══ Given data ══

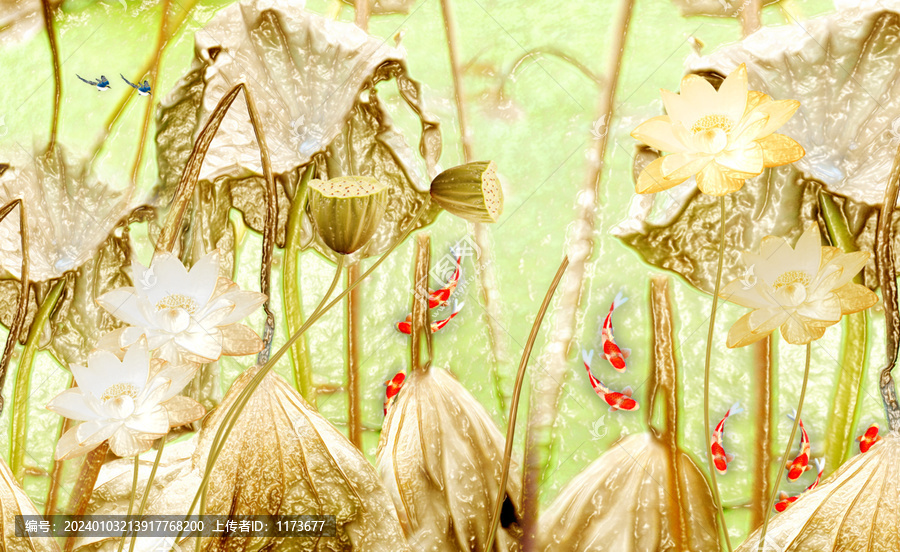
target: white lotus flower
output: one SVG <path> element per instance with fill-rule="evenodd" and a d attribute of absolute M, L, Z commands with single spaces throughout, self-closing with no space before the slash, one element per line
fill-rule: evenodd
<path fill-rule="evenodd" d="M 131 266 L 135 287 L 97 298 L 131 326 L 101 338 L 98 347 L 124 348 L 145 335 L 156 356 L 176 364 L 213 362 L 222 355 L 249 355 L 262 349 L 259 336 L 238 322 L 266 296 L 243 291 L 219 277 L 218 251 L 202 257 L 190 272 L 171 253 L 157 254 L 149 268 L 138 262 Z"/>
<path fill-rule="evenodd" d="M 728 332 L 729 347 L 743 347 L 763 339 L 779 326 L 788 343 L 804 345 L 819 339 L 841 316 L 867 309 L 878 296 L 850 280 L 869 259 L 867 251 L 844 253 L 822 247 L 819 227 L 806 227 L 791 247 L 784 238 L 767 236 L 759 255 L 742 254 L 755 283 L 745 279 L 727 284 L 719 296 L 753 309 Z"/>
<path fill-rule="evenodd" d="M 154 361 L 145 340 L 125 351 L 121 360 L 97 349 L 87 366 L 70 364 L 78 387 L 67 389 L 47 405 L 49 410 L 83 423 L 67 431 L 56 447 L 56 459 L 84 454 L 109 440 L 119 456 L 134 456 L 150 448 L 170 427 L 199 419 L 203 407 L 176 396 L 190 382 L 192 370 Z"/>

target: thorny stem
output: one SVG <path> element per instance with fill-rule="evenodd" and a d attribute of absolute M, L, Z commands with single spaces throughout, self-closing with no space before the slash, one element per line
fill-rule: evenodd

═══

**Problem**
Rewrite every line of the entries above as a single numbered list, skipping blank lines and leaving out the pictures.

**Finished exercise**
1. target: white lotus flower
2. output: one SVG <path> element per instance with fill-rule="evenodd" and a d attribute of absolute M, L, Z commands with single spaces throughout, self-closing with no space before the slash, one element per line
3. fill-rule: evenodd
4. <path fill-rule="evenodd" d="M 131 266 L 135 287 L 97 298 L 131 326 L 101 338 L 98 347 L 124 348 L 145 335 L 156 356 L 176 364 L 213 362 L 222 355 L 249 355 L 262 349 L 259 336 L 238 322 L 266 296 L 243 291 L 219 277 L 218 251 L 202 257 L 190 272 L 171 253 L 157 254 L 149 268 L 138 262 Z"/>
5. <path fill-rule="evenodd" d="M 728 332 L 729 347 L 743 347 L 763 339 L 779 326 L 788 343 L 804 345 L 819 339 L 841 316 L 867 309 L 878 296 L 850 280 L 869 259 L 867 251 L 844 253 L 822 247 L 819 227 L 806 227 L 791 247 L 784 238 L 767 236 L 759 255 L 742 254 L 755 283 L 745 279 L 727 284 L 719 296 L 753 309 Z"/>
6. <path fill-rule="evenodd" d="M 154 361 L 145 340 L 125 351 L 121 360 L 97 349 L 87 366 L 70 364 L 78 387 L 67 389 L 47 405 L 49 410 L 83 423 L 67 431 L 56 447 L 56 459 L 84 454 L 109 440 L 119 456 L 134 456 L 150 448 L 170 427 L 199 419 L 203 407 L 176 396 L 190 382 L 192 370 Z"/>
7. target: thorny stem
8. output: one SVG <path> element per instance with fill-rule="evenodd" and a d attribute of absolute M, L, Z commands with single spaces throughout, self-closing with no space before the slash, one element per line
9. fill-rule: evenodd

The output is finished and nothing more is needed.